| Exercise materials |
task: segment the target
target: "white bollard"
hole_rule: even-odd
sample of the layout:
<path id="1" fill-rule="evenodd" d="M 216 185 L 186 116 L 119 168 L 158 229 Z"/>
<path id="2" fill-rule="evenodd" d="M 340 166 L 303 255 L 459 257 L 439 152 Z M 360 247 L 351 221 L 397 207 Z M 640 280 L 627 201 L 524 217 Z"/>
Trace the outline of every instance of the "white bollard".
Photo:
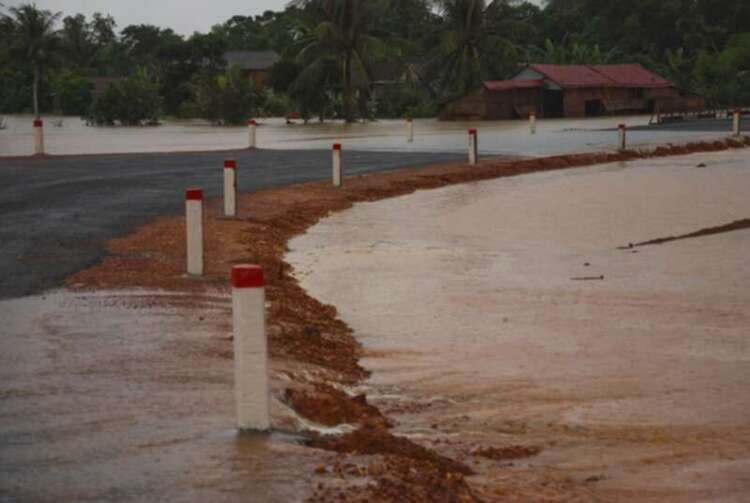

| What the exercise asks |
Write out the rows above word for word, without the picture.

| Output of the task |
task: segment the target
target: "white bollard"
hole_rule: even-odd
sample of the layout:
<path id="1" fill-rule="evenodd" d="M 216 185 L 186 116 L 119 168 L 158 229 Z"/>
<path id="2" fill-rule="evenodd" d="M 340 166 L 303 255 L 459 257 L 439 152 Z M 360 247 L 351 221 L 397 207 Z M 640 280 L 627 201 L 524 217 Z"/>
Trace the outline of every instance of the "white bollard".
Photo:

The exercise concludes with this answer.